_Excerpt to read_
-----
Date Created: 2024-08-24T03:29:51.129683

173 So. 126
    BERRY v. FRANKLIN STATE BANK & TRUST CO.
    No. 33599.
    Feb. 1, 1937
    Rehearing Denied March 1, 1937.
    
      G. Allen Kimball, of Monroe, C. W. Berry, Jr., of Winnsboro, and Sholars & Gunby, of Monroe, for appellant.
    Thompson & Thompson, of Monroe, for appellee.
   ODOM, Justice. -

Margaret Adams and T. V. Berry were married in Franklin parish, this state, under the community regime, on September 10, 1911, and lived together until June 7, 1928, when the marriage and the community were dissolved by divorce. No children were born of the marriage. A considerable amount of property, both real and personal, was accumulated during the marriage, all standing in the name of the husband at the time the marriage was dissolved.

After the marriage and prior to its dissolution the husband had his life insured under six separate policies aggregating $12,500. Under some of these policies the wife was originally made the beneficiary. Some of them were changed during the marriage so as to make her the beneficiary. But in 1926, prior to the dissolution of the marriage, the insured' had the beneficiary in all the policies changed, making the proceeds or avails payable to his executors or administrators.

Some two or three days after the marriage was dissolved by divorce on June 7, 1928, Mrs. Berry and her former husband entered into a contract purporting to be a complete settlement of the community. Under this contract, which was notarial in form and signed by the parties, Mrs. Berry sold and delivered to her former husband her undivided community interest in all of the real estate standing in the name of her husband at the time the marriage was dissolved. Numerous parcels of real estate are specifically described' in the contract, and in addition to these descriptions it is recited that Mrs. Berry “does hereby and by this act grant, bargain, sell and convey all of her entire interest in and to any and all property standing of record in the name of T. V. Berry, or in which the said T. V. Berry has an interest, whether the same be described herein or not, she hereby waiving and renouncing and relinquishing to and in favor of the said T. V. Berry, any interest in any property owned by the said T. V. Berry and belonging to the said community, it being her intention and she does hereby and by this act renounce said community and disclaim any interest in any of the assets of the said community.”
-----
_Dataset excerpts_

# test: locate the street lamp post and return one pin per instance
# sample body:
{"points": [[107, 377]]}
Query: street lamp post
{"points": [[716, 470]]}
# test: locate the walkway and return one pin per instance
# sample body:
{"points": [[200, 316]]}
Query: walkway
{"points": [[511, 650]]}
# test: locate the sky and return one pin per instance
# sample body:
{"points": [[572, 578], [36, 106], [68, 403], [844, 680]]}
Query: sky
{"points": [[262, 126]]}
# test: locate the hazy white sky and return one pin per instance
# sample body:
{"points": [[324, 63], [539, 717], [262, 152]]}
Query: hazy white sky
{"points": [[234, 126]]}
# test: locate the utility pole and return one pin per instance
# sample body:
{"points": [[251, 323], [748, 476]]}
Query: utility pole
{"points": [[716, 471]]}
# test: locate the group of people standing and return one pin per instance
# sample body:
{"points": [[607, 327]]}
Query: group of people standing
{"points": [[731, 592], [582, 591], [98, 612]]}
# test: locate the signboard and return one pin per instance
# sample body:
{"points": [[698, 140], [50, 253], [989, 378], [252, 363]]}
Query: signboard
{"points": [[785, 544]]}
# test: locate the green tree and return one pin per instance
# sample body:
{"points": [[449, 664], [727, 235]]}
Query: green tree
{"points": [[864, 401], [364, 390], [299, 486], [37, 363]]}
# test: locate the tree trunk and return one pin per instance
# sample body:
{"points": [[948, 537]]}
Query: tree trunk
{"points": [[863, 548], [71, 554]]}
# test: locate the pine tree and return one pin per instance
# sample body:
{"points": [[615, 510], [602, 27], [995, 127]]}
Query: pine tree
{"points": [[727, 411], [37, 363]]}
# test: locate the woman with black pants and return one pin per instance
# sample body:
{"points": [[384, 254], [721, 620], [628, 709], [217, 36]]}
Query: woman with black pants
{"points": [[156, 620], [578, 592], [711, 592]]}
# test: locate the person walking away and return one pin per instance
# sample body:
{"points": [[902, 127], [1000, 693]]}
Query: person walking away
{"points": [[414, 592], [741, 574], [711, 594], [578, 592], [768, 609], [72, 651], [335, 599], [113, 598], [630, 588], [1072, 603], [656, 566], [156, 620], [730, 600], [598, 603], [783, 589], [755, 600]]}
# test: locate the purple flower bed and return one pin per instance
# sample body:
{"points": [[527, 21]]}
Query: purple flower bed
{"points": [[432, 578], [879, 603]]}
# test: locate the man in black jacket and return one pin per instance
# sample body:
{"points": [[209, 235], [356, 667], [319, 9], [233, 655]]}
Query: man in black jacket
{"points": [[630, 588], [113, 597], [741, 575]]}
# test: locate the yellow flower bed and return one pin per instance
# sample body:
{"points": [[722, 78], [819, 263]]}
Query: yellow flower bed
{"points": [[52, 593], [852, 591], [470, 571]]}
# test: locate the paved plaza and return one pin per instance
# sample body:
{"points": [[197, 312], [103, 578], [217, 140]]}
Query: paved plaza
-----
_Goals_
- 1) Answer these questions from the court opinion:
(a) On what date were Margaret Adams and T. V. Berry married?
(b) What was the combined amount of the six life insurance policies on the husband?
(c) In 1926, to whom did the husband make the proceeds of all the policies payable?
- 2) Carry the court opinion on from its last sentence.
The entries have no role in this work.

_Results of the tasks_
- 1)
(a) September 10, 1911
(b) $12,500
(c) His executors or administrators

- 2)
The consideration for this sale and renunciation is as follows:

“The assumpsit and agreement on the part of the said T. V. Berry to assume and pay all of the outstanding community obligations which the said appearer declared amounts to more than the value of the property herein conveyed.”

T. V. Berry died intestate and without issue on December 18, 1933, leaving as heirs his mother, brothers, and sisters. The Franklin State Bank & Trust Company of Winnsboro, La., was appointed administrator of his succession.

The administrator collected from the insurance companies under the life insurance policies above described the net sum of $9,136.44, which amount it credited to the separate estate of the deceased.

The present suit was brought by Mrs. Berry against the administrator for the purpose of having it decreed: First, that the entire amount of the proceeds of the insurance policies belonged to her, and in the alternative, if it should be held that she was not entitled to the entire amount of the proceeds, that one-half thereof should be paid to her; and, second, that the contract which she entered into with T. V. Berry, purporting to be a complete settlement of the community affairs between her and T. V. Berry, is null and void, and that she is the owner of an undivided one-half interest in all the property standing in the name of the said T. V. Berry at the time the marriage was dissolved.

The administrator filed answer in which it denied the plaintiff’s right to any portion of the proceeds of the said life insurance policies, and further denied plaintiff’s right to have the aforementioned contract and settlement set aside.

There was judgment in the lower court decreeing that the-plaintiff was entitled to one-half the net proceeds of the said policies and rejecting her demands on the other issues. From thát judgment the administrator appealed, and in this court plaintiff has answered the appeal, praying that the judgment be so amended as to award her the entire amount of the proceeds of the life insurance policies collected by the administrator, and in the alternative, for judgment for one-half thereof, and holding the contract of settlement to be null, void, and of no effect.

Prior to filing answer, the administrator filed an exception of no cause or right of action, an exception of nonjoinder, and a plea of vagueness. It also pleaded the prescription of five years against plaintiff’s demand to set aside the contract of settlement. The plea of prescription was ref erred-to the merits and in effect finally overruled by the court. All the exceptions were overruled.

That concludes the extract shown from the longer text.